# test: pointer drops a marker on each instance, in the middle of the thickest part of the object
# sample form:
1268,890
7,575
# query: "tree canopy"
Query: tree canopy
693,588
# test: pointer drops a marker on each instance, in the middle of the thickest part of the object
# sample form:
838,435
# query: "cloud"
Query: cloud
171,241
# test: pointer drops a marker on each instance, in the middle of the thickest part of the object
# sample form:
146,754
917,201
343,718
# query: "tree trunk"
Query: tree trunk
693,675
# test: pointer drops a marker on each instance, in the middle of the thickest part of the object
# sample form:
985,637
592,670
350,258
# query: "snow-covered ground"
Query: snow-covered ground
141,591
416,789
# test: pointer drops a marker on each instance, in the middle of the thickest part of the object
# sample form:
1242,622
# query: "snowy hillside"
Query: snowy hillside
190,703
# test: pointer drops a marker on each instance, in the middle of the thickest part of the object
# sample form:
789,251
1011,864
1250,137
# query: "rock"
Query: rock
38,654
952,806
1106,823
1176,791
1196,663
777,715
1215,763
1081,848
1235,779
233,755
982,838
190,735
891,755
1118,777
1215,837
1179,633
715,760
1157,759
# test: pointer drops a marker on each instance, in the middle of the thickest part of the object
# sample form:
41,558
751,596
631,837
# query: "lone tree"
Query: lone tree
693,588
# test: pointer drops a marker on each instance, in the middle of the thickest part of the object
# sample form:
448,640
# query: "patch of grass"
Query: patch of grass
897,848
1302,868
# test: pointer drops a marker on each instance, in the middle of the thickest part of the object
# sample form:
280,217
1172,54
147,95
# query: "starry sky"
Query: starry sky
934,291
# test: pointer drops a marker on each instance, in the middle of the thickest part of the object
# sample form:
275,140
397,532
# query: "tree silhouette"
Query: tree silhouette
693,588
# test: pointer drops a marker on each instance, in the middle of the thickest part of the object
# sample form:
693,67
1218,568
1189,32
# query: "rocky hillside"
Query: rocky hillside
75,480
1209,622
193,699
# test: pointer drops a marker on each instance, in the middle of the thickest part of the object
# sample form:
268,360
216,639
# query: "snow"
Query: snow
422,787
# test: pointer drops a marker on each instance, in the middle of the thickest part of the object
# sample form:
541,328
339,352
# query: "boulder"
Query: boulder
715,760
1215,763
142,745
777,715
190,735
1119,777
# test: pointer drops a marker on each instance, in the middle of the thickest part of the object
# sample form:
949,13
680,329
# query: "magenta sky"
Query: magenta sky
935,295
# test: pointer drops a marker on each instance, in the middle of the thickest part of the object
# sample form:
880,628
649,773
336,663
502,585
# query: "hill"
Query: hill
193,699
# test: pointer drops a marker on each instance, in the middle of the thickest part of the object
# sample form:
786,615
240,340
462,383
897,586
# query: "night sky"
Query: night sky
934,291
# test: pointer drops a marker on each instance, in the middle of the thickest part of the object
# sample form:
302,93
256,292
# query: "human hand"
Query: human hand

▶ [Task to complete]
Take the records above and return them exactly as written.

▶ [Task output]
# test: pointer drops a marker on each instance, in the middle of the thickest part of the object
# sample form:
1268,890
7,575
# query: "tree canopy"
Query: tree canopy
693,588
# test: pointer drops a marker on each instance, in the middle of the thickest part of the object
# sample form:
838,435
# query: "cloud"
Query: cloud
171,241
# test: pointer drops a marker on each instance, in the middle of the thickest part of the object
# sample form:
146,754
917,201
343,718
# query: "tree trunk"
Query: tree trunk
693,675
# test: pointer drops a marker on each instance, in the middle of the thickest part of the object
# sample form:
985,637
592,670
350,258
# query: "snow-covered ground"
Query: snow-covered ground
141,591
416,789
# test: pointer drops a marker on each instance, in the middle of the thickest part of the object
# sample form:
1242,622
# query: "snowy hillside"
Query: snowy hillside
190,703
# test: pointer drops a marker on each instance, in the middle of the thickest part of the object
# sample form:
789,251
1011,864
1250,137
# query: "rock"
Query: rock
38,654
952,806
1106,823
1176,791
1196,663
777,715
1215,763
1081,848
1235,779
233,755
982,838
190,735
891,755
1118,777
1215,837
1179,633
715,760
1157,759
# test: pointer drops a marker on each instance, in the middle of the thickest part of the object
# sample form:
41,558
751,596
631,837
# query: "lone tree"
Query: lone tree
693,588
# test: pointer drops a marker on each instance, in the middle of the thickest part of the object
# sample form:
448,640
# query: "patch of grass"
Query: patch of grass
897,848
1302,868
# test: pointer drops a marker on each instance, in the middle of the thickest part of the object
# sample form:
280,217
1172,54
147,95
# query: "starry sky"
Query: starry sky
934,291
# test: pointer drops a marker on each instance, in the middle of the thickest part of the object
# sample form:
275,140
397,532
# query: "tree silhouette"
Query: tree silhouette
693,588
# test: pointer drops a marker on each instance, in the middle of the thickest part of the object
# sample form:
693,67
1218,568
1189,32
# query: "rocky hillside"
Query: rocky hillside
75,480
1209,622
193,699
# test: pointer drops a marker on each instance, in the middle of the thickest part of the object
# sample form:
268,360
216,639
# query: "snow"
Query: snow
422,787
# test: pointer drops a marker on each instance, in the middle of the thickest part of the object
# sample form:
541,328
339,352
# query: "boulder"
Query: boulder
715,760
1215,763
142,745
777,715
190,735
1119,777
# test: pointer drops a marker on each instance, in the middle of the thickest part of the object
# sample form:
949,13
680,329
# query: "magenta sky"
Query: magenta sky
935,295
# test: pointer drops a marker on each instance, in the middle of the thickest part of the object
# sample form:
880,628
649,773
336,663
502,585
# query: "hill"
Query: hill
193,699
# test: pointer drops a marker on each instance, in the middle of the thickest part of the object
# sample form:
786,615
240,340
462,383
897,586
# query: "night sky"
Query: night sky
934,291
# test: pointer drops a marker on each instance, in the middle of the thickest part of the object
# sample form:
302,93
256,292
# query: "human hand"
Query: human hand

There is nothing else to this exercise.